● What is required: Rewrite the listing below with every "paddle" replaced by "oar", changing nothing else, and omit the pictures.

● Data:

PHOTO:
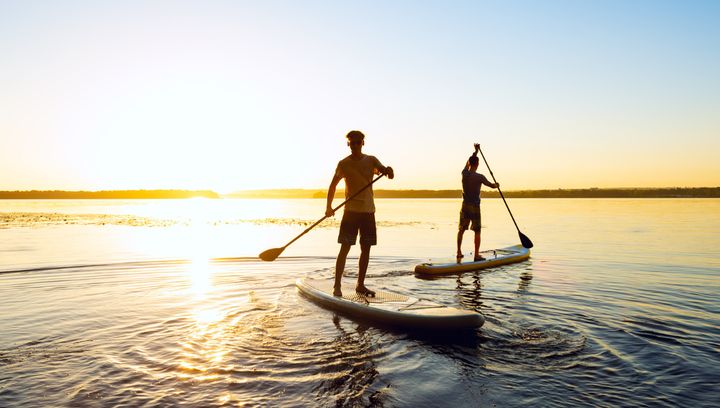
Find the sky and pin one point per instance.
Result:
(235, 95)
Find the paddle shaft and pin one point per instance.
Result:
(334, 209)
(500, 191)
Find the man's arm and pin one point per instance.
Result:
(384, 170)
(331, 194)
(489, 184)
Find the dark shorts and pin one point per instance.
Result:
(469, 213)
(353, 222)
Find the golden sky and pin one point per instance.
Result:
(251, 95)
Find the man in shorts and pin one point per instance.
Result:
(470, 211)
(358, 170)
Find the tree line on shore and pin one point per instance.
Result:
(672, 192)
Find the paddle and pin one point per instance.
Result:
(523, 239)
(270, 254)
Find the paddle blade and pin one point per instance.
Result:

● Exercise solution:
PHOTO:
Find the sky and pin one point per instance.
Result:
(235, 95)
Find the oar shaft and pin one point per instance.
Result:
(334, 209)
(500, 191)
Find the man's arm and pin one point per instance.
Result:
(384, 170)
(331, 194)
(489, 184)
Find the dark shorts and pin one point per instance.
Result:
(469, 213)
(353, 222)
Find the golden sky and pin one point per instance.
Result:
(251, 95)
Find the man in shorts and pin one point per instance.
Result:
(470, 211)
(358, 170)
Find the tree line on shore and pin one point per instance.
Result:
(672, 192)
Find the oar and pin one point per instance.
Result:
(523, 239)
(270, 254)
Find the oar blade and pin one point per instance.
Result:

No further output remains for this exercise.